> _Action item_: Print every record exactly, omitting all pictures.

Records from a collection:
########################################
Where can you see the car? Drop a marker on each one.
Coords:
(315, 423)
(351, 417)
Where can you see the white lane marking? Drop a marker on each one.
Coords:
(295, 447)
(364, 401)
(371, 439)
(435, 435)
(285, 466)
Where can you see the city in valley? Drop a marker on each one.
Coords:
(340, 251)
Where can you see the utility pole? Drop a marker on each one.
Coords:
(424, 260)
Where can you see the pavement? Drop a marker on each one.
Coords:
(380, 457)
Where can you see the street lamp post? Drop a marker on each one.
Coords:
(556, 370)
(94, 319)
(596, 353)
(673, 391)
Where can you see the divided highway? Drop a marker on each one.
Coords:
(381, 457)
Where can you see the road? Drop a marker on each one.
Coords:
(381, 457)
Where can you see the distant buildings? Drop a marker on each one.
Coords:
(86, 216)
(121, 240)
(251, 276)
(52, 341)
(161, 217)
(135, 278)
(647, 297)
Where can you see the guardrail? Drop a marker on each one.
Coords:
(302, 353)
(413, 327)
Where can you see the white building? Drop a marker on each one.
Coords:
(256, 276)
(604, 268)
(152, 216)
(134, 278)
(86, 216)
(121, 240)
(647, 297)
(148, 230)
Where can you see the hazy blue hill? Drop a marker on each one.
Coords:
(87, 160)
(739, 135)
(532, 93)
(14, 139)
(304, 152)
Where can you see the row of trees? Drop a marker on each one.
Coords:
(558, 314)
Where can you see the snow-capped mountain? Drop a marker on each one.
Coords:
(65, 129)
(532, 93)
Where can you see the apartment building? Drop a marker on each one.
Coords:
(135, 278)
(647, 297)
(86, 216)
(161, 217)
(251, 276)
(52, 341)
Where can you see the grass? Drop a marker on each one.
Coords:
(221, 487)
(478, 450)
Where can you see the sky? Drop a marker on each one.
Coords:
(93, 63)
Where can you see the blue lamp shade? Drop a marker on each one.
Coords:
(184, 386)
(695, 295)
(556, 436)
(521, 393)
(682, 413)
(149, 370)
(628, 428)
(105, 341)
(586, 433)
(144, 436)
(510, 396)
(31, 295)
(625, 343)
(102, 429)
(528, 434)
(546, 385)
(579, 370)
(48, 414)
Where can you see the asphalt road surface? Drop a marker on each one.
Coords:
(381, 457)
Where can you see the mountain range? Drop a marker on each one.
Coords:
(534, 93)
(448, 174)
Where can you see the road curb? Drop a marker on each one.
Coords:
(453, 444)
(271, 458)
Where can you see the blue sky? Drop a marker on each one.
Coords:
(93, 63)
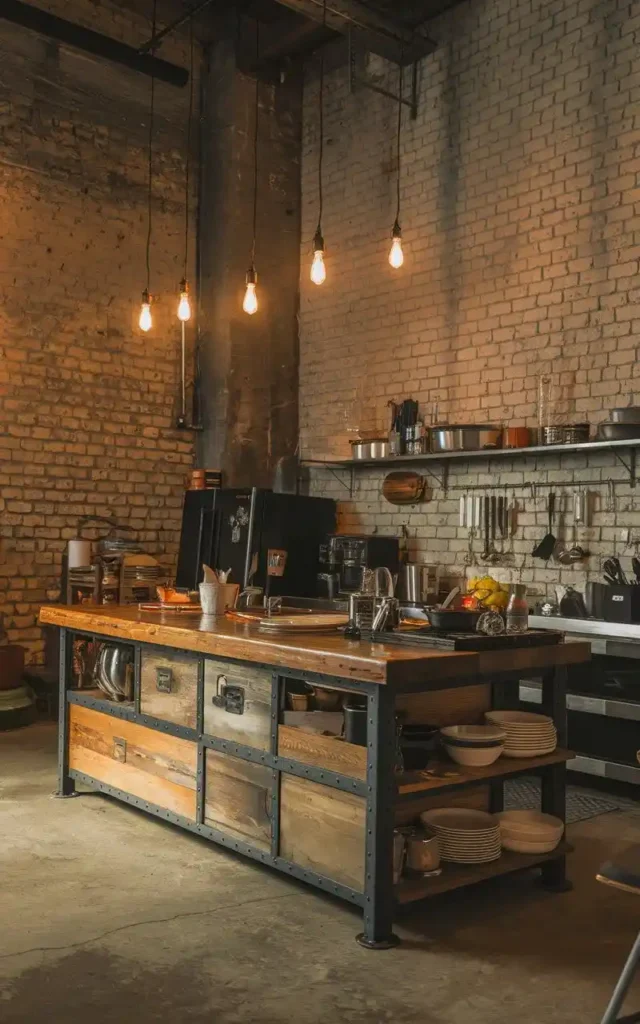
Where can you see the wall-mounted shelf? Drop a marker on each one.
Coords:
(443, 458)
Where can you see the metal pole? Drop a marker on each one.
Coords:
(66, 785)
(182, 417)
(155, 40)
(379, 894)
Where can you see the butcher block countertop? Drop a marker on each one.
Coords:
(328, 654)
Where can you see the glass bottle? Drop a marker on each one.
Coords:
(517, 609)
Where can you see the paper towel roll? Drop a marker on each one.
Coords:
(79, 553)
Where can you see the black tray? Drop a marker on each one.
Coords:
(469, 641)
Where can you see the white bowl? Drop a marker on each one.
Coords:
(474, 733)
(527, 845)
(474, 757)
(532, 823)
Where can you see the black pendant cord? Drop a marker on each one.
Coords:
(399, 129)
(188, 144)
(151, 161)
(255, 151)
(318, 241)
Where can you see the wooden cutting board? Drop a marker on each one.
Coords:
(403, 487)
(294, 624)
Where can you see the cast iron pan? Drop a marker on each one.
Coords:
(453, 622)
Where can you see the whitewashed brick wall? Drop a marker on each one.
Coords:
(521, 232)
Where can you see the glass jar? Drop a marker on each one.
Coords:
(517, 609)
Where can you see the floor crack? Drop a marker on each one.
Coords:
(152, 921)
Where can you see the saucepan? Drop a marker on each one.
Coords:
(465, 437)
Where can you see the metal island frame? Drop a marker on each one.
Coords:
(204, 743)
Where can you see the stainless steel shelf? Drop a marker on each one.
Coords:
(444, 457)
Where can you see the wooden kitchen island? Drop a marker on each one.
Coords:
(204, 743)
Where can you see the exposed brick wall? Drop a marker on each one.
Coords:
(87, 402)
(522, 245)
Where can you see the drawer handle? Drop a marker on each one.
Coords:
(164, 679)
(231, 698)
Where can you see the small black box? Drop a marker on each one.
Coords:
(621, 604)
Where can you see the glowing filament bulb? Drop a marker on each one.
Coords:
(145, 323)
(184, 306)
(396, 256)
(250, 302)
(318, 270)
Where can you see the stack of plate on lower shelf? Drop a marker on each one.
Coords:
(529, 832)
(465, 836)
(528, 734)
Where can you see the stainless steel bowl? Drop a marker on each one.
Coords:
(465, 437)
(376, 449)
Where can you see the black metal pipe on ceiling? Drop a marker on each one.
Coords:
(92, 42)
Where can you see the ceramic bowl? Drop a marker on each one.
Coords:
(474, 757)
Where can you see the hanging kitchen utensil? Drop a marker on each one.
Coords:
(611, 568)
(403, 487)
(545, 549)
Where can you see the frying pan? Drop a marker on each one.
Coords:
(544, 550)
(453, 622)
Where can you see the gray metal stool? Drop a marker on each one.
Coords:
(625, 875)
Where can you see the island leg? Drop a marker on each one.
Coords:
(379, 895)
(553, 875)
(66, 785)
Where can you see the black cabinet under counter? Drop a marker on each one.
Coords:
(602, 699)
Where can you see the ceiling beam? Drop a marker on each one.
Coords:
(378, 33)
(89, 41)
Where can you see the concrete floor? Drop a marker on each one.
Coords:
(109, 915)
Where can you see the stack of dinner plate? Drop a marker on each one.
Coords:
(528, 734)
(465, 836)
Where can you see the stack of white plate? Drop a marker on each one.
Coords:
(528, 734)
(529, 832)
(465, 836)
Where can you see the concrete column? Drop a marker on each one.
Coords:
(248, 365)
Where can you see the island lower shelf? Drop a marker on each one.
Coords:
(219, 745)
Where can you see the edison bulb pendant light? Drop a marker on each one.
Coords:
(184, 306)
(318, 270)
(250, 302)
(396, 256)
(145, 323)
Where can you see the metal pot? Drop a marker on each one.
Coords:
(465, 438)
(423, 852)
(619, 431)
(631, 414)
(376, 449)
(418, 584)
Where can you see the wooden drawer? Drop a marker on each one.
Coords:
(169, 687)
(323, 829)
(141, 762)
(238, 704)
(238, 799)
(322, 752)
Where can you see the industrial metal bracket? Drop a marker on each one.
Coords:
(356, 80)
(164, 679)
(629, 466)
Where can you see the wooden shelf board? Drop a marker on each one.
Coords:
(448, 773)
(97, 694)
(457, 876)
(534, 450)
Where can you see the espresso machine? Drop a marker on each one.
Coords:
(344, 559)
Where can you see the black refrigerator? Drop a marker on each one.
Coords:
(259, 535)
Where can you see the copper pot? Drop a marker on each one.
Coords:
(516, 437)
########################################
> _Response to this exercise_:
Where can you see the car? Drop a marker on each one.
Coords:
(315, 423)
(351, 417)
Where can you see the white lane marking? Drop a marker on each one.
Coords:
(295, 447)
(364, 401)
(371, 439)
(435, 435)
(285, 466)
Where can you see the city in valley? Drop a marker on each one.
Coords:
(340, 251)
Where can you see the utility pole? Drop a marker on each one.
Coords:
(424, 260)
Where can you see the pavement? Drop a marker on each one.
Coords:
(380, 457)
Where can you see the street lamp post? Drop a marker on each one.
Coords:
(556, 370)
(94, 319)
(596, 353)
(673, 391)
Where can you see the divided highway? Drop a marker on each one.
Coords:
(381, 457)
Where can you see the road? Drop a marker on each one.
Coords:
(381, 457)
Where can you see the distant buildings? Drop a marker on each one.
Coords:
(86, 216)
(121, 240)
(251, 276)
(52, 341)
(161, 217)
(135, 278)
(647, 297)
Where can you see the guardrail? Drop a marker on each one.
Coords:
(302, 353)
(413, 327)
Where can you see the white building? Drop a marker on each one.
Coords:
(256, 276)
(604, 268)
(152, 216)
(134, 278)
(86, 216)
(121, 240)
(647, 297)
(148, 230)
Where can you see the hazy blue hill? Drop a marker on each one.
Coords:
(87, 160)
(739, 135)
(532, 93)
(14, 139)
(304, 152)
Where can you see the row of trees? Drop a marker on each one.
Coords:
(558, 314)
Where can you see the snow-capped mountain? Drop a marker on each one.
Coords:
(65, 129)
(532, 93)
Where can you see the apartment building? Drop a marker on each one.
Coords:
(135, 278)
(647, 297)
(86, 216)
(161, 217)
(251, 276)
(52, 341)
Where can you see the grass? Drop a marker on each one.
Coords:
(221, 487)
(478, 450)
Where can you see the sky? Drop a marker on each one.
Coords:
(93, 63)
Where can you see the blue lamp shade? Drop a marker on each one.
Coords:
(184, 386)
(695, 295)
(556, 436)
(521, 393)
(682, 413)
(149, 370)
(628, 428)
(105, 341)
(586, 433)
(144, 436)
(510, 396)
(31, 295)
(625, 343)
(102, 429)
(528, 434)
(546, 385)
(579, 370)
(48, 414)
Where can you see the asphalt road surface? Drop a marker on each one.
Coords:
(381, 457)
Where can you see the mountain range? Drop a marker on each one.
Coords:
(534, 93)
(448, 174)
Where can you see the road curb? Drop a marker on each one.
Coords:
(453, 444)
(271, 458)
Where can you see the blue sky? Drop a marker on each one.
Coords:
(93, 63)
Where can you see the wall-mounted shelf? Drop a marker on each one.
Coords:
(443, 458)
Where can you see the metal pole? Drop a marker on each one.
Coords:
(66, 785)
(182, 417)
(155, 40)
(379, 894)
Where can you see the butcher block countertop? Drop a marker on each one.
Coords:
(328, 654)
Where can you see the glass bottle? Drop a marker on each one.
Coords:
(517, 609)
Where can you see the paper towel roll? Drop a marker on each one.
Coords:
(79, 553)
Where can you see the black tray? Drop a marker on each one.
Coords:
(469, 641)
Where can you see the white bowl? Drop a marker on each one.
Coords:
(474, 733)
(527, 845)
(474, 757)
(532, 823)
Where can you see the black pendant cord? Drop a marker on each one.
Coords:
(399, 129)
(188, 144)
(151, 161)
(255, 151)
(318, 241)
Where can you see the wooden cutting board? Drop a marker on each one.
Coords:
(403, 487)
(294, 624)
Where can you see the cast iron pan? Drop a marker on each one.
Coords:
(453, 622)
Where can you see the whitewashed brick wall? Drop a marker on each one.
Coords:
(521, 232)
Where can you see the glass jar? Drop a marker on each one.
Coords:
(517, 609)
Where can you see the floor crack? Drop a marker on each one.
Coords:
(152, 921)
Where can you see the saucepan? Drop a marker on each one.
Coords:
(465, 437)
Where can you see the metal island frame? Drop a marker on each one.
Coords:
(204, 743)
Where can you see the stainless steel shelf? Drop a marker on each one.
Coords:
(444, 457)
Where can you see the wooden kitchen island? Drop a marker on each one.
Coords:
(204, 743)
Where can you see the exposed brick wall? Drop a marker on each one.
Coords:
(87, 402)
(522, 245)
Where can you see the drawer handle? Drop a marker on each one.
Coords:
(164, 679)
(231, 698)
Where can you see the small black box? Drop a marker on each one.
Coords:
(621, 604)
Where can you see the glowing filament bulb? Drop a marker on each one.
Coords:
(145, 323)
(184, 306)
(396, 256)
(250, 302)
(318, 270)
Where can you see the stack of plate on lower shelf? Drop a marker on each one.
Coords:
(529, 832)
(465, 836)
(528, 734)
Where can you see the stainless steel bowl? Drop a marker on each one.
Coords:
(465, 437)
(376, 449)
Where can you see the black metal pipe on ceiling? Drop a marker on each one.
Coords:
(92, 42)
Where can you see the ceramic bowl? Drop a marker on each one.
Coords:
(474, 757)
Where can you see the hanging kitchen utensil? Drop a marker on each one.
Coords:
(611, 568)
(403, 487)
(545, 549)
Where can you see the frying pan? Drop a marker on each one.
Coords:
(544, 550)
(453, 622)
Where can you see the gray metal stool? Drop a marker on each one.
Coords:
(625, 875)
Where can you see the island leg? Drop a marker on each one.
Coords:
(379, 895)
(553, 875)
(66, 785)
Where can you see the black cabinet under counter? Drop a marker on each one.
Coords:
(602, 699)
Where can you see the ceiling beam? Drop a marker on each one.
Coords:
(378, 33)
(89, 41)
Where can you see the concrete floor? Drop a marker on each one.
Coords:
(109, 915)
Where can you see the stack of dinner plate? Drop a marker on each one.
Coords:
(528, 734)
(465, 836)
Where can you see the stack of white plate? Drop a marker on each one.
Coords:
(528, 734)
(529, 832)
(465, 836)
Where can you see the concrete column? Drop a marker on each one.
Coords:
(248, 365)
Where can you see the island lower shelf? Drop a marker on each one.
Coords:
(219, 745)
Where can you see the edison bulb pendant light? Drop a marker on each one.
Coords:
(184, 306)
(318, 270)
(250, 302)
(396, 256)
(145, 323)
Where can you see the metal pot? Drop a marker on each one.
Coords:
(465, 438)
(423, 852)
(619, 431)
(631, 414)
(376, 449)
(418, 584)
Where can you see the wooden drawer? Drop a marker on each one.
Coords:
(169, 687)
(323, 829)
(141, 762)
(238, 704)
(238, 799)
(322, 752)
Where can you see the industrial metal bracket? Drop a marker on each one.
Coords:
(356, 80)
(164, 679)
(629, 466)
Where can you see the wooden shelf board? Drop a marker on each one.
Coords:
(448, 773)
(97, 694)
(457, 876)
(534, 450)
Where can you see the espresso machine? Drop a marker on each one.
Coords:
(344, 559)
Where can you see the black refrigerator? Drop a marker on each one.
Coords:
(259, 535)
Where can you see the copper pot? Drop a marker on each one.
Coords:
(516, 437)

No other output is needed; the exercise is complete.